--- START OF PROVIDED DATA ---
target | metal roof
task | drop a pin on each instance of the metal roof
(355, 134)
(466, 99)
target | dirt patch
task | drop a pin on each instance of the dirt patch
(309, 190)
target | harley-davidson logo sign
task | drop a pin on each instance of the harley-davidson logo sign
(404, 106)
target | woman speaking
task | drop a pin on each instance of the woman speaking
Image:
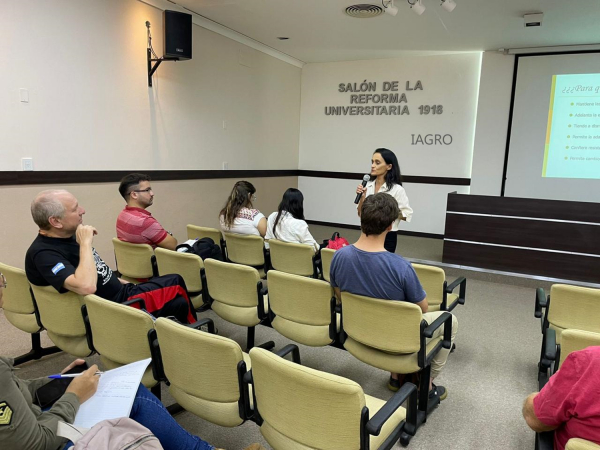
(385, 177)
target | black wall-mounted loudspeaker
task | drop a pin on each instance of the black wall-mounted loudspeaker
(178, 34)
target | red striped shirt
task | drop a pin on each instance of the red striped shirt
(136, 225)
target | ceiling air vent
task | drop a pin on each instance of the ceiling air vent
(364, 11)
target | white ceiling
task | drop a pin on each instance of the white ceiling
(320, 31)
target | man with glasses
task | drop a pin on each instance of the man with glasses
(135, 224)
(62, 256)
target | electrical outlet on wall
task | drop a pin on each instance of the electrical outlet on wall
(27, 164)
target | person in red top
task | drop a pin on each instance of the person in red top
(570, 402)
(135, 224)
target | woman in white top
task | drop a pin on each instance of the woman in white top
(288, 224)
(386, 177)
(238, 215)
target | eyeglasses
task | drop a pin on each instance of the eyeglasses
(143, 190)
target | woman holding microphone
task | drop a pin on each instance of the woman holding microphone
(385, 177)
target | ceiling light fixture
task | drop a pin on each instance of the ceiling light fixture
(389, 7)
(448, 5)
(416, 6)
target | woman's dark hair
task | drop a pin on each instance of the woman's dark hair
(238, 199)
(393, 176)
(293, 203)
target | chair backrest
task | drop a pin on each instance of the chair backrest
(326, 257)
(245, 249)
(302, 306)
(581, 444)
(388, 325)
(61, 315)
(133, 260)
(303, 407)
(292, 258)
(196, 232)
(574, 307)
(187, 265)
(18, 304)
(120, 333)
(202, 371)
(234, 290)
(574, 340)
(432, 279)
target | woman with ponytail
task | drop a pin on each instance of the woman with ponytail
(238, 215)
(288, 223)
(386, 177)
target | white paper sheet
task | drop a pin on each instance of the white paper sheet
(115, 395)
(71, 432)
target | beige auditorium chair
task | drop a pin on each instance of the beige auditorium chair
(204, 372)
(298, 259)
(302, 309)
(302, 408)
(20, 311)
(248, 250)
(326, 257)
(440, 295)
(571, 341)
(135, 262)
(237, 295)
(60, 314)
(191, 269)
(119, 334)
(567, 307)
(393, 336)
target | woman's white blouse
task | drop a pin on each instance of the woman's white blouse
(289, 229)
(399, 194)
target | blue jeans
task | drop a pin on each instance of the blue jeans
(148, 411)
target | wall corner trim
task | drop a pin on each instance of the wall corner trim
(216, 27)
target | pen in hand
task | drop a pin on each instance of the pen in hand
(69, 375)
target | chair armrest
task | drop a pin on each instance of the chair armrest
(134, 301)
(540, 302)
(88, 328)
(408, 391)
(462, 293)
(261, 291)
(202, 322)
(550, 347)
(444, 319)
(333, 319)
(158, 370)
(293, 348)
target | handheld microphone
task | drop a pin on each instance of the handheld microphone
(366, 178)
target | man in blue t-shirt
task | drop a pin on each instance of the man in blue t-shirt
(367, 269)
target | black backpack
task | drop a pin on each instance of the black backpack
(204, 248)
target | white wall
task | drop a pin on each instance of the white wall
(345, 143)
(84, 64)
(493, 108)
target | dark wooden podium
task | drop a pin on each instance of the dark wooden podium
(550, 238)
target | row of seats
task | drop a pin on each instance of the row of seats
(570, 322)
(139, 261)
(301, 308)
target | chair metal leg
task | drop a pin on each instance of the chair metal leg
(37, 351)
(250, 338)
(156, 390)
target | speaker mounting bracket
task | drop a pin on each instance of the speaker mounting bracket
(151, 68)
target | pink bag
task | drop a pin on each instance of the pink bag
(336, 242)
(118, 434)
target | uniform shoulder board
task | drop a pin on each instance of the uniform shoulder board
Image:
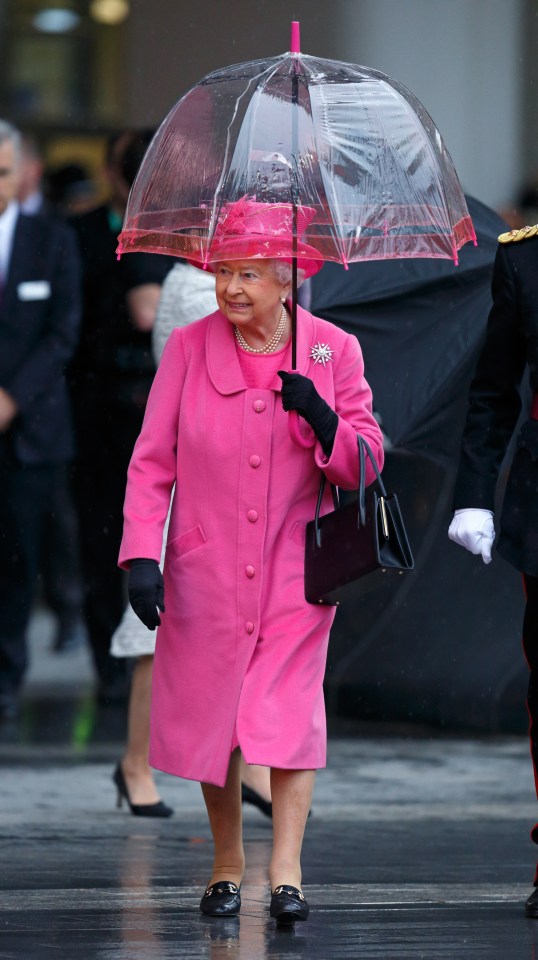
(514, 236)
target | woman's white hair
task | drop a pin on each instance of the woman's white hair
(283, 272)
(10, 134)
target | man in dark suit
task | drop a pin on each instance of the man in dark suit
(39, 320)
(110, 378)
(511, 346)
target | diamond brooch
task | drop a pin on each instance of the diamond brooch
(321, 353)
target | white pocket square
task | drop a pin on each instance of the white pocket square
(34, 290)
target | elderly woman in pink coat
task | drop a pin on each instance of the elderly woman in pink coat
(240, 655)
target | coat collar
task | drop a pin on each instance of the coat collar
(222, 360)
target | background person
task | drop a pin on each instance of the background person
(240, 655)
(110, 378)
(187, 295)
(39, 323)
(511, 347)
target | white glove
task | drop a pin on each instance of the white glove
(473, 529)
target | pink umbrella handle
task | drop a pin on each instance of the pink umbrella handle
(295, 44)
(296, 433)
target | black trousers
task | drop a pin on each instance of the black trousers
(105, 444)
(25, 493)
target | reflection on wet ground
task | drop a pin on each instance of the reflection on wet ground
(416, 848)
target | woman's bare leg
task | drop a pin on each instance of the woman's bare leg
(291, 791)
(134, 763)
(257, 778)
(224, 811)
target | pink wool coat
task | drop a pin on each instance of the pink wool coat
(240, 655)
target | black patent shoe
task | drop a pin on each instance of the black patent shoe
(158, 809)
(288, 904)
(221, 899)
(531, 906)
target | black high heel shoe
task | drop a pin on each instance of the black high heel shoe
(221, 899)
(288, 904)
(158, 809)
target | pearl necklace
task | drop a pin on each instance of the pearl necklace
(271, 344)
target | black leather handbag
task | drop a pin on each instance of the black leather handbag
(350, 549)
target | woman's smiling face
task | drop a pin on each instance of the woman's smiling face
(248, 291)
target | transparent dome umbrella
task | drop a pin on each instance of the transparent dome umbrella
(344, 141)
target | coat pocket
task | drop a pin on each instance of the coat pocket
(188, 541)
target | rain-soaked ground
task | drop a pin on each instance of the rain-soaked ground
(418, 847)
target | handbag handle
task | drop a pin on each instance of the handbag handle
(364, 451)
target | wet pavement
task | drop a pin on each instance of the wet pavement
(418, 847)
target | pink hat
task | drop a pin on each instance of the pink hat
(247, 230)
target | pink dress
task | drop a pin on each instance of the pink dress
(240, 656)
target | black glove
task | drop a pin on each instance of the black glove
--- END OF PROVIDED DATA ---
__WORK TO DO__
Nothing but the pictures may be dropped; output the records above exactly.

__TASK RESULT__
target | metal roof
task | drop a pin on each instance of the metal roof
(355, 134)
(466, 99)
target | dirt patch
task | drop a pin on each instance of the dirt patch
(309, 190)
target | harley-davidson logo sign
task | drop a pin on each instance of the harley-davidson logo sign
(404, 106)
target | woman speaking
task | drop a pin on each instance of the woman speaking
Image:
(385, 177)
target | black wall-mounted loudspeaker
task | drop a pin on each instance of the black wall-mounted loudspeaker
(178, 34)
target | red striped shirt
task | drop a pin on each instance of the red striped shirt
(136, 225)
target | ceiling air vent
task | drop a pin on each instance of the ceiling air vent
(364, 11)
target | white ceiling
task | drop a pin on each instance of the white ceiling
(320, 31)
target | man with glasses
task | drop a pin on each instance of the man with glasses
(135, 224)
(62, 256)
target | electrical outlet on wall
task | drop a pin on each instance of the electrical outlet on wall
(27, 164)
target | person in red top
task | drop a pin on each instance of the person in red top
(570, 402)
(135, 224)
target | woman in white top
task | drop a pin on each instance of the woman in white top
(288, 224)
(386, 177)
(238, 215)
target | eyeglasses
task | drop a pin on each instance of the eyeglasses
(143, 190)
target | woman holding microphone
task | drop a pin on each instance of the woman holding microphone
(385, 177)
target | ceiling light fixture
task | drop a pin on each instance of the ceiling light fixture
(389, 7)
(448, 5)
(416, 6)
target | woman's dark hair
task | drop a pin on each instance of the woman's dark hair
(238, 199)
(393, 176)
(293, 203)
target | chair backrest
task | drop a pin on each instance of the chair backrest
(326, 257)
(245, 249)
(302, 306)
(581, 444)
(388, 325)
(61, 315)
(133, 260)
(303, 407)
(292, 258)
(196, 232)
(574, 307)
(187, 265)
(18, 304)
(120, 333)
(202, 371)
(234, 290)
(574, 340)
(432, 279)
target | woman with ponytail
task | drop a pin on each instance of the woman with ponytail
(238, 215)
(288, 223)
(386, 177)
target | white paper sheet
task | drop a pin on each instance of the white paper sheet
(115, 395)
(71, 432)
target | beige auditorium chair
task | drop a pin on each instance of the beige auditorium chair
(204, 372)
(298, 259)
(302, 309)
(302, 408)
(20, 311)
(248, 250)
(326, 257)
(440, 295)
(571, 341)
(135, 262)
(237, 295)
(60, 314)
(191, 269)
(119, 334)
(567, 307)
(393, 336)
target | woman's white blouse
task | drop a pin on each instance of the woman's white blouse
(289, 229)
(399, 194)
target | blue jeans
task | drop a pin on each instance of the blue jeans
(148, 411)
target | wall corner trim
task | drop a pin on each instance of the wall corner trim
(216, 27)
target | pen in hand
task | drop a pin on each instance of the pen in hand
(69, 375)
target | chair armrest
task | drop a pin on each instance of the chair armrest
(134, 301)
(540, 302)
(88, 328)
(408, 391)
(462, 293)
(261, 291)
(202, 322)
(550, 347)
(444, 319)
(333, 319)
(158, 370)
(293, 348)
target | handheld microphone
task | drop a pin on each instance of the handheld microphone
(366, 178)
target | man in blue t-shirt
task | drop a pin on each instance of the man in blue t-shirt
(367, 269)
target | black backpack
task | drop a pin on each instance of the black backpack
(204, 248)
target | white wall
task | drop a pin on each instance of the white wall
(345, 143)
(84, 64)
(493, 108)
target | dark wooden podium
task | drop a pin on each instance of the dark wooden podium
(550, 238)
target | row of seats
task | drop a pin on each instance of the row of seats
(570, 322)
(139, 261)
(301, 308)
target | chair metal leg
task | drop a pin on each instance of the chair metal leg
(37, 351)
(250, 338)
(156, 390)
target | speaker mounting bracket
task | drop a pin on each instance of the speaker mounting bracket
(151, 68)
target | pink bag
task | drop a pin on each instance of the pink bag
(336, 242)
(118, 434)
target | uniform shoulder board
task | drop a pin on each instance of the uniform shoulder board
Image:
(514, 236)
target | woman's white hair
task | drop a pin on each instance of the woman's white hair
(283, 272)
(10, 134)
target | man in dark suit
task | drop a pin on each instance of the man in dark suit
(39, 320)
(110, 378)
(511, 346)
target | diamond brooch
task | drop a pin on each instance of the diamond brooch
(321, 353)
target | white pocket square
task | drop a pin on each instance of the white pocket square
(34, 290)
target | elderly woman in pink coat
task | drop a pin on each instance of the elderly woman in pink coat
(240, 655)
target | coat collar
task | drop a pin on each instance of the coat collar
(222, 360)
target | background person
task | drop a pin on each instance of the background person
(240, 655)
(110, 378)
(187, 295)
(39, 323)
(511, 347)
target | white glove
task | drop a pin on each instance of the white glove
(473, 529)
target | pink umbrella handle
task | drop a pin on each instance of the pink umbrella handle
(295, 44)
(296, 433)
target | black trousers
task | drop a pin on each instance of the black trousers
(105, 444)
(25, 493)
target | reflection on wet ground
task | drop a pin on each instance of the reflection on wet ground
(416, 848)
target | woman's bare leg
task | drop a pin on each instance of the woman's bare leg
(291, 791)
(134, 763)
(257, 778)
(224, 811)
target | pink wool coat
task | drop a pin on each instance of the pink wool coat
(240, 655)
target | black patent shoe
task | drop a pin on each instance of the black patent shoe
(158, 809)
(288, 904)
(221, 899)
(531, 906)
target | black high heel shoe
task | drop a pin on each instance of the black high heel shoe
(221, 899)
(288, 904)
(158, 809)
target | pearl necklace
task | drop a pin on each instance of the pearl necklace
(271, 344)
target | black leather handbag
task | drop a pin on each instance of the black leather handbag
(350, 549)
target | woman's smiling face
task | drop a pin on each instance of the woman's smiling face
(248, 291)
target | transparent dome umbrella
task | drop a pin on each instance of the transparent dome umbrella
(344, 141)
target | coat pocket
task | drop a pin on each instance of the coat pocket
(188, 541)
target | rain-soaked ground
task | drop a pin on each instance of the rain-soaked ground
(418, 847)
target | handbag handle
task | drop a pin on each instance of the handbag handle
(364, 451)
target | wet pavement
task | drop a pin on each instance of the wet pavement
(418, 847)
target | pink hat
task | drop a pin on each instance of the pink hat
(247, 230)
target | pink dress
task | drop a pin on each instance of the pink dress
(240, 656)
target | black glove
task | drop a pin on each instance of the black glove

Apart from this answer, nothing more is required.